### The tasks
1. Answer each question from the housing proposals, one line per answer, marked (a), (b), (c):
(a) What type and size of apartment serves as the base unit in "A Lot At Lövholmen"?
(b) How large are the smallest student flats in that proposal?
(c) What productive façade area does "Home Made Money" create?
2. In the housing proposals, why can the uninsulated area between the wooden boxes and the glass layer be used in spring and autumn? Answer in one to three sentences.

Between the wooden boxes and the glass-layer an area is created, that can be seen as the main theme of the houses. During different weather conditions this not insulated volume can be used in many different ways. In the summer you can open all the doors and walls, so that this area turns into an expansion of the living boxes, but also an element that makes you feel being outside. It’s for example possible to use it as a zone for repairing your bike, store things but also for having furniture and with that a big living area there. Through the glass-shell this area always will be warmer than outside and is therefore usable in spring and autumn for being almost outside and get some light, without being directly influenced by the outside weather. All in all, this area can be everything and is supposed to be everything at once.
TOMAS CARLSSON (SE)
A Lot At Lövholmen
New city developments try to attract specific citizen groups. By tailoring the concept, trying to lure the right tenants for easy planning and secure revenues. Well done it sure gets neat and tidy, but also stiff and monotonous. Much unlike what the often desired hustling and bustling city is all about. And what about when the tide turns, when your one and only tenement type no longer goes. My proposal aims at providing diversity and multiplicity in the types and sizes of the dwellings. Thus creating a versatile and plural urban district. With a rather posh duplex apartment of 75 square metres as a base unit, I am dividing or multiplying this easy production standard unit into a variety of sizes and qualities. Ranging from 1⁄4 unit student flats of 22 square metres up to 1 1/2, 2 or more unit penthouse suites. All stacked together in pairs of blocks with a glass encrust courtyard in between. My solution for trying to make really enjoyable and practical use of the otherwise mostly desolate areas city courtyards are today. This indoor yard opens up for table tennis, boule, playground, the wash-house, mending your bike etc.
And thanks to the exquisite location of Lövholmen, everybody gets a room with a view, not to attract only the few.
INIGO CORNAGO (SP)
Home Made Money
Why pay a monthly loan when your home can bring you Money instead? Money [sek] Surface [m2] and Time [month] are the three key parameters that allow to relate the real estate market with the advertising industry. The exterior façade of the building is designed to optimize the vision on it, creating a productive area of 21600 m2 located in the boundary. It generates profits estimated in 2096:-/m2 month and surrounds exactly the same surface.The members of this community acquire their rights in façade square meters that would generate profits to pay for their housing, invest in collective spaces in association with some neighbours and help the domestic economy. The project will build gradually as earning the money that allows it. A metal structure, characteristic of billboards, mutates with the collective housing that occupies it. Vertical communication cores work as supports on the ends to Vierendel beams where housing is located and individually design. A corridor gives access both to the housing and to the Billboard technical maintenance. Why not take advantage of the advertising bombing in the contemporary city? Why housing is owned as a product and not built as a collective project?
THERESE DERNBRANDT (SE)

### Source data
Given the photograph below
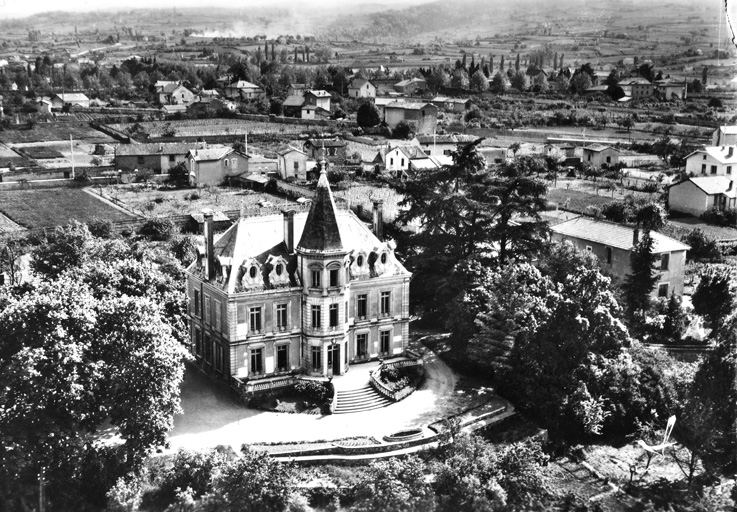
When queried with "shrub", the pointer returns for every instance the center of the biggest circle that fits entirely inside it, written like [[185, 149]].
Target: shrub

### Solutions per task
1.
(a) A duplex apartment of 75 square meters.
(b) 22 square meters, a quarter of the base unit.
(c) 21,600 square meters.

2. The glass shell keeps the area warmer than the outside at all times. In spring and autumn this lets people be almost outside and get light without being directly exposed to the weather.